Collection entries
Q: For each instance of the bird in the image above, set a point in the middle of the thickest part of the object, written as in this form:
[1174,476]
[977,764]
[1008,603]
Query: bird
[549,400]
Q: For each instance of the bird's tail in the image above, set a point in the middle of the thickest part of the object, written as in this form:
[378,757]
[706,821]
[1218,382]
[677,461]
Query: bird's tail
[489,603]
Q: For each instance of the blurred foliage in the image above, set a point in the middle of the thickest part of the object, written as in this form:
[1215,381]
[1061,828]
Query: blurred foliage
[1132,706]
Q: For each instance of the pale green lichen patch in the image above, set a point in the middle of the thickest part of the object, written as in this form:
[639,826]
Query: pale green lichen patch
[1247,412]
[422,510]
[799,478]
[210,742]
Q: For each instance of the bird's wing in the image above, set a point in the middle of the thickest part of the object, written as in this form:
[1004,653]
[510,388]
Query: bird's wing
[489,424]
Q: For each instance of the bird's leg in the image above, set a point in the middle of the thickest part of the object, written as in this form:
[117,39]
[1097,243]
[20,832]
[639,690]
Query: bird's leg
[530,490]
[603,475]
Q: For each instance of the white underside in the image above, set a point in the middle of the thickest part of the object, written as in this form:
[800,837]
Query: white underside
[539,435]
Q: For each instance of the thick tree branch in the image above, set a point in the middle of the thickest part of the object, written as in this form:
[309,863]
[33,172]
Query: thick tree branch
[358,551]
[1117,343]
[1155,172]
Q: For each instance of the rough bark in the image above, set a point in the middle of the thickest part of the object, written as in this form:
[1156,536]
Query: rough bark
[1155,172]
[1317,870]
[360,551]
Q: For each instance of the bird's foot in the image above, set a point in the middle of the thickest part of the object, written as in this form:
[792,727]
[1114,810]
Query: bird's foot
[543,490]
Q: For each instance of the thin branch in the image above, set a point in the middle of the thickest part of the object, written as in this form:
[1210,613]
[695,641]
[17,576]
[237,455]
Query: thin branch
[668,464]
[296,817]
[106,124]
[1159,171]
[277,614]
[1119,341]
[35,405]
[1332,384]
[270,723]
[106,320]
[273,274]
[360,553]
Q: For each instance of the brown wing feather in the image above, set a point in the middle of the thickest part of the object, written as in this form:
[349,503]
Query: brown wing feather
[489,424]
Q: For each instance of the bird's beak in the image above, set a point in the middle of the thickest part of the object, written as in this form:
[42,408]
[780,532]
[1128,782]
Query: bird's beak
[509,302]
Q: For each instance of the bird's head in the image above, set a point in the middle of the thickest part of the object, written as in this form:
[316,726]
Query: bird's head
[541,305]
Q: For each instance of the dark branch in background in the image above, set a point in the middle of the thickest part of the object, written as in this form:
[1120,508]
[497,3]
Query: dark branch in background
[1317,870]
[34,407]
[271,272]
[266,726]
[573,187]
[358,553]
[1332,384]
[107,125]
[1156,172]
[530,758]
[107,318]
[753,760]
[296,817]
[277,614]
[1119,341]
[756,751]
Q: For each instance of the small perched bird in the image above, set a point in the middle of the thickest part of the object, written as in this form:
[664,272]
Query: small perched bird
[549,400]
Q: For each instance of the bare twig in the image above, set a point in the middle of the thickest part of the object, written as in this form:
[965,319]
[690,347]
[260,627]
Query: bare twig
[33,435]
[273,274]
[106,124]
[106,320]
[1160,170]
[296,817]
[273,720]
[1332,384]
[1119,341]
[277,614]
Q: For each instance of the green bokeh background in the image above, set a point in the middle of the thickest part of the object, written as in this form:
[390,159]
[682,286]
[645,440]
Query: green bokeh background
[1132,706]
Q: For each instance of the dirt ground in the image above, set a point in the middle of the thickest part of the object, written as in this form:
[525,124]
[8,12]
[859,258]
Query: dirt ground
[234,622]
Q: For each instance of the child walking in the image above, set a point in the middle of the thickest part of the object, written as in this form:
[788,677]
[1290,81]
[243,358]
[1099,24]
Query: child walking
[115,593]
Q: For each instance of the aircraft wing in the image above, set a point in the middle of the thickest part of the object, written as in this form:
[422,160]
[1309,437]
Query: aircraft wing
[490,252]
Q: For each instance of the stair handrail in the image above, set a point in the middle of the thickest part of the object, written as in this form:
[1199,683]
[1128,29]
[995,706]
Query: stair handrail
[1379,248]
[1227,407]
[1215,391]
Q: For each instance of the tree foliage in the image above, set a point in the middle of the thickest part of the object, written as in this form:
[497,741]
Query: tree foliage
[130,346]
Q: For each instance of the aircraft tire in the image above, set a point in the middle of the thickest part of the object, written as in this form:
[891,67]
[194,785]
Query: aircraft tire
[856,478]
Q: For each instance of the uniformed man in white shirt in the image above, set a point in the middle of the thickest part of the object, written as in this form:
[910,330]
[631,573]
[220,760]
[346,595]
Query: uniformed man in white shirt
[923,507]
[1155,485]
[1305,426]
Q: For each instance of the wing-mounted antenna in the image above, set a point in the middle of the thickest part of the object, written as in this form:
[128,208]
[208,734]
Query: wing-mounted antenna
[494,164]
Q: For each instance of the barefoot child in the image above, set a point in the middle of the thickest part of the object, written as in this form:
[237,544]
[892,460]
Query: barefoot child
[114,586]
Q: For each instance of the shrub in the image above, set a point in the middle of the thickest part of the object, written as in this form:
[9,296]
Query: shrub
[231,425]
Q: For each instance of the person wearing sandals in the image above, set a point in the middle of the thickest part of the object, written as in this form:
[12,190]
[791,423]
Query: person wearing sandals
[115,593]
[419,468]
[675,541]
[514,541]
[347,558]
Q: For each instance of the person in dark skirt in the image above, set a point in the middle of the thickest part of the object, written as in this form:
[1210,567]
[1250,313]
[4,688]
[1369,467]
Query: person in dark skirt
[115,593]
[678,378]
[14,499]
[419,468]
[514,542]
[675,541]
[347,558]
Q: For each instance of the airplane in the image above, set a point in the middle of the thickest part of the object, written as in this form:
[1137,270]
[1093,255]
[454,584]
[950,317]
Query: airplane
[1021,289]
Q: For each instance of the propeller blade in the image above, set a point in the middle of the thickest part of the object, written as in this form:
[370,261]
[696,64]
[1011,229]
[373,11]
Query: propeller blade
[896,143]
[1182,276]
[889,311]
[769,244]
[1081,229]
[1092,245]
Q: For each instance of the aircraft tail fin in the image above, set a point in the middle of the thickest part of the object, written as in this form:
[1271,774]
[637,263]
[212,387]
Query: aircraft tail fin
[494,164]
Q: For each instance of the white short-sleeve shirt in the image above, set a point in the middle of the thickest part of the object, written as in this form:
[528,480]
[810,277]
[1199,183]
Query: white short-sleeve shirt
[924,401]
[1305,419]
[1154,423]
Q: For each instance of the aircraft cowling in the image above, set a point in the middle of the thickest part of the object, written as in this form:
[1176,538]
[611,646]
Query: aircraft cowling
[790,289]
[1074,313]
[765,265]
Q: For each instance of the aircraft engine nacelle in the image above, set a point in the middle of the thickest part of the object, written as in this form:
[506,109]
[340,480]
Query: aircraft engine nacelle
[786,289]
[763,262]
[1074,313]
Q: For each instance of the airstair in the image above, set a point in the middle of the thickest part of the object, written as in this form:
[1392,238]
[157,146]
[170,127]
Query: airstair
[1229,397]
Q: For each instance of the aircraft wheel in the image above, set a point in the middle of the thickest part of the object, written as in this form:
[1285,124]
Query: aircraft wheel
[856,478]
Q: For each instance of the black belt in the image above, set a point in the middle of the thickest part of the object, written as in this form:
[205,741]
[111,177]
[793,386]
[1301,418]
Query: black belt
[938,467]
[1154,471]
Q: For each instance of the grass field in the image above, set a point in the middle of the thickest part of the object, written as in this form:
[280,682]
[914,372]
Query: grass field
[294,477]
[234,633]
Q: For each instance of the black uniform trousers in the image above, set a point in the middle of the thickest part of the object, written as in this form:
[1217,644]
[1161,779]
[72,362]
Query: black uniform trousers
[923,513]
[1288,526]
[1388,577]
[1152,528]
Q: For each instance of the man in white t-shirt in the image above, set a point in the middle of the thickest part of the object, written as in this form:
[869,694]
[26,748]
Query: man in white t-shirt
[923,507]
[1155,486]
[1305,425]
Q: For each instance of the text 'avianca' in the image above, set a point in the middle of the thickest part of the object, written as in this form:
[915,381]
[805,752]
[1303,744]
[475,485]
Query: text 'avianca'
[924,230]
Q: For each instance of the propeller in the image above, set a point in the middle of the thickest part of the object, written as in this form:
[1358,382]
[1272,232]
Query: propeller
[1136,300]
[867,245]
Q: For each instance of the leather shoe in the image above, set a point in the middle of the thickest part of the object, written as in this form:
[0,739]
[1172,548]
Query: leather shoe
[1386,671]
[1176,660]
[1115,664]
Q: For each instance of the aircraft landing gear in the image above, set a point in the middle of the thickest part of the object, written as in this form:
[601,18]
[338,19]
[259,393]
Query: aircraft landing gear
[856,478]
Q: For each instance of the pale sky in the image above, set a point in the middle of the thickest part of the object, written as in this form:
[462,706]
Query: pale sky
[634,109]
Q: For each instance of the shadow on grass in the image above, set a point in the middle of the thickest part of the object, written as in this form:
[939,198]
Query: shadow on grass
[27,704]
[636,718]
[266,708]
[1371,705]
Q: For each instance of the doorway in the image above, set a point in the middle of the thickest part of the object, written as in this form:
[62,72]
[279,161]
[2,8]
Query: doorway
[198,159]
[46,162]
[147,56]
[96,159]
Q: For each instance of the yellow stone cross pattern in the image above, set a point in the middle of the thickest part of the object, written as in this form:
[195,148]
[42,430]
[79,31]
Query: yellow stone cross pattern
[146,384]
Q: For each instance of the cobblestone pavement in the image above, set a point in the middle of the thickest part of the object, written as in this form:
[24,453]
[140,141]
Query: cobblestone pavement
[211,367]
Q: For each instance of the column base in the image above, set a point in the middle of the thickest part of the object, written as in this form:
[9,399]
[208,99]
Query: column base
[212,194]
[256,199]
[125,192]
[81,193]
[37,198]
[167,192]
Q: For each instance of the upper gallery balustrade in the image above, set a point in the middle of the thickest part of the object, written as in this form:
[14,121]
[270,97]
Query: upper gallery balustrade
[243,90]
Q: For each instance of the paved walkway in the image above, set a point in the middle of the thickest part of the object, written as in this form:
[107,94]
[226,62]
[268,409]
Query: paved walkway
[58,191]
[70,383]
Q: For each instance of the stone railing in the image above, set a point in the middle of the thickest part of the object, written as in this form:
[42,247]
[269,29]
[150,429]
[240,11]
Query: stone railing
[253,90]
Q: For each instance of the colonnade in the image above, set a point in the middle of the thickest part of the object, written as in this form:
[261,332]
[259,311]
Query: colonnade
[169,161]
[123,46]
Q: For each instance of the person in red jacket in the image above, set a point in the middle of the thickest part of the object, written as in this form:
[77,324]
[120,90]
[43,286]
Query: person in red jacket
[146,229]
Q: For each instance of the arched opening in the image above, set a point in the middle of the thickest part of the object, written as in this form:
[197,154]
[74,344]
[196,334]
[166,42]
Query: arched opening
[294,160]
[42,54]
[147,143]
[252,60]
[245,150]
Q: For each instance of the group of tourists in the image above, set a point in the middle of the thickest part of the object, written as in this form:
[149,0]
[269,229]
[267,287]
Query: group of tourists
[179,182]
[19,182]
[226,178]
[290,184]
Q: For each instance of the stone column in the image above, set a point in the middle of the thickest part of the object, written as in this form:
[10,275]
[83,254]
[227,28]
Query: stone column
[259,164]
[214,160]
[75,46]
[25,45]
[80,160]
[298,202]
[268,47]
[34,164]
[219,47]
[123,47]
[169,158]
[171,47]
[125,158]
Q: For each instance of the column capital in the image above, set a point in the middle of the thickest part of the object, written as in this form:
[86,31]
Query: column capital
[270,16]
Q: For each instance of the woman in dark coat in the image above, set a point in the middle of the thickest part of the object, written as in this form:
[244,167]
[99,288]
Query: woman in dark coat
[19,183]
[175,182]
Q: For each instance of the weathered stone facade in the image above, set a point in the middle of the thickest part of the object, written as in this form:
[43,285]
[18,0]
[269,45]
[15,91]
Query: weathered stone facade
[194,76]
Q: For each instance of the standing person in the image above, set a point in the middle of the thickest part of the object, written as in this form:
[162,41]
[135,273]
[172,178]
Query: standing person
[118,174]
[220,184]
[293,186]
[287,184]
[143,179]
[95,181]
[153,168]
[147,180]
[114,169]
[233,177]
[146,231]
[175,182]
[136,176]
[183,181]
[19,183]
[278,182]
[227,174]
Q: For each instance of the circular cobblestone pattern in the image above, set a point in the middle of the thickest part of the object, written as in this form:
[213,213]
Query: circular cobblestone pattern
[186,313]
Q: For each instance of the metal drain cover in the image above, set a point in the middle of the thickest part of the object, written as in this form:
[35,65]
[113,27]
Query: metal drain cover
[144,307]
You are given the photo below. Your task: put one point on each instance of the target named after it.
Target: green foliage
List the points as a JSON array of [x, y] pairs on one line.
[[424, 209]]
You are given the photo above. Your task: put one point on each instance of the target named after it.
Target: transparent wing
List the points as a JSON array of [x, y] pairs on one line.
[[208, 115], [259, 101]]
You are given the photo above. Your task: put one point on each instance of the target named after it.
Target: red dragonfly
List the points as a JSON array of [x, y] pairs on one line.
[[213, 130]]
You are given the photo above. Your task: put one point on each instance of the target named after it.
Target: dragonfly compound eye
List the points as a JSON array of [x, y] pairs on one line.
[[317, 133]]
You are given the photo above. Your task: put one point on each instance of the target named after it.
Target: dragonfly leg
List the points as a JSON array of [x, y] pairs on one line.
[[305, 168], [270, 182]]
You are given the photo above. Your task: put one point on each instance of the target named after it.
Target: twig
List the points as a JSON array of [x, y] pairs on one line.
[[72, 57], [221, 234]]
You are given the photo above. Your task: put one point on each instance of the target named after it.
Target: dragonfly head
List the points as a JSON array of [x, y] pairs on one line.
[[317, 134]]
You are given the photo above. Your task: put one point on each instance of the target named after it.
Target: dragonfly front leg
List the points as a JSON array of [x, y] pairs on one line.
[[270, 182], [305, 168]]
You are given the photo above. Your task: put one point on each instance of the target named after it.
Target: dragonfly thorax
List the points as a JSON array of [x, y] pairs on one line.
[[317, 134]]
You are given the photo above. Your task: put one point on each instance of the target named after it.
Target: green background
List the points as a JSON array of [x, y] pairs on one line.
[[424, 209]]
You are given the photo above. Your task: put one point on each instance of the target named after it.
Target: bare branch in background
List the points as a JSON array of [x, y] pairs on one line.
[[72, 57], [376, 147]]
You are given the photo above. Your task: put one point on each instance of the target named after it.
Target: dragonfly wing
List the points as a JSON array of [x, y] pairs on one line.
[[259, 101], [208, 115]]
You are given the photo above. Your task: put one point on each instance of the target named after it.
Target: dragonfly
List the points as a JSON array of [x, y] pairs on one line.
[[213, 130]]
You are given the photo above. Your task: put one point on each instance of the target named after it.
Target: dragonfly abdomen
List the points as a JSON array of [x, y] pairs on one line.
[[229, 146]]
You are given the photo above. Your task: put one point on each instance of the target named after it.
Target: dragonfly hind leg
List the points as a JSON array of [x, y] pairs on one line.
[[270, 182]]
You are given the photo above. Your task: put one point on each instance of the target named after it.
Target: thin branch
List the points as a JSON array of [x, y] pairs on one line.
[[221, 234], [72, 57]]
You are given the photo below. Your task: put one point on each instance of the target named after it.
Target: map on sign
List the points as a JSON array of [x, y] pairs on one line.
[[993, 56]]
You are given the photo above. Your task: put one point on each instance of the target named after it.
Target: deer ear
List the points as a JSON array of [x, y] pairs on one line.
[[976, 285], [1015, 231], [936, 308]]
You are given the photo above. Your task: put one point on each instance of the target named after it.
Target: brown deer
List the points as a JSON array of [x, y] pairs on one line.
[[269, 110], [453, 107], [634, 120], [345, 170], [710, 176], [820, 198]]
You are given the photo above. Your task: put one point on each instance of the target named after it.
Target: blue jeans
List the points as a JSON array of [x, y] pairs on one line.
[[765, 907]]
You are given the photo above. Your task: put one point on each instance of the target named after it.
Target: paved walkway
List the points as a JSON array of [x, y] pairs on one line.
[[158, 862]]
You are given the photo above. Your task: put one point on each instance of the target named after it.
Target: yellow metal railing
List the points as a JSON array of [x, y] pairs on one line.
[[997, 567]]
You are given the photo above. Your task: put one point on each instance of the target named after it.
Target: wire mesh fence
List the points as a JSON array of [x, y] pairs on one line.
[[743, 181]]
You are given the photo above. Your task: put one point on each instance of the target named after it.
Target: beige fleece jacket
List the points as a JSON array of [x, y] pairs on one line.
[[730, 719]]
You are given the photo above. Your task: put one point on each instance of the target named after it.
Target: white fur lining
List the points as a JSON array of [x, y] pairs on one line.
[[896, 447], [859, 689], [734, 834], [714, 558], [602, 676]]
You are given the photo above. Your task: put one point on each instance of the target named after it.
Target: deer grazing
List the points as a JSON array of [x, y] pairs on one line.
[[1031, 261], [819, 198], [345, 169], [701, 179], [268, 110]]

The task: Can you write out, word for word, the lines above starting at the one containing "Q: For each instance of the weathered" and ending at the one containing "[[305, 168], [270, 182]]", with both of those lines included?

Worked solution:
Q: For each instance of the weathered stone facade in the image above, set a point in the middle of the thickest part of the object, written as in this form:
[43,285]
[18,0]
[269,45]
[15,91]
Query: weathered stone facade
[194,76]
Q: For each instance of the standing person in the image above, set a point in the middle of the thickest part of the object, written as in this form:
[162,41]
[135,273]
[172,178]
Query: standing person
[118,174]
[220,184]
[293,186]
[287,184]
[143,179]
[95,181]
[153,168]
[147,180]
[114,169]
[233,177]
[146,231]
[175,182]
[136,176]
[183,181]
[19,183]
[278,182]
[227,174]
Q: For each instance of the circular cobblestone pattern in the image above, set a point in the middle of the thickest part of the object, written as in this form:
[213,213]
Query: circular cobblestone pattern
[186,313]
Q: For each instance of the metal drain cover in the image above, set a point in the middle of the thickest part of the object, written as in this form:
[35,65]
[113,27]
Query: metal drain cover
[144,307]
You are given the photo below. Your task: put one point on each instance of the target named after it.
Target: green foliage
List the points as a JSON array of [x, y] pairs on one line.
[[424, 209]]
You are given the photo above. Your task: put one point on each instance of the target named after it.
Target: transparent wing
List the points as a JSON array of [x, y] pairs on one line.
[[208, 115], [259, 101]]
You are given the photo above. Your task: put one point on each instance of the target named after it.
Target: red dragonfly
List the points as a JSON array of [x, y] pairs on one line.
[[213, 130]]
You are given the photo above. Your task: put one point on each instance of the target named after it.
Target: dragonfly compound eye
List the points as a JSON array of [x, y] pairs on one line.
[[317, 133]]
You are given the photo above. Your task: put one point on each instance of the target named after it.
Target: dragonfly leg
List the points as a JSON array of [x, y] pairs on one line.
[[305, 168], [270, 182]]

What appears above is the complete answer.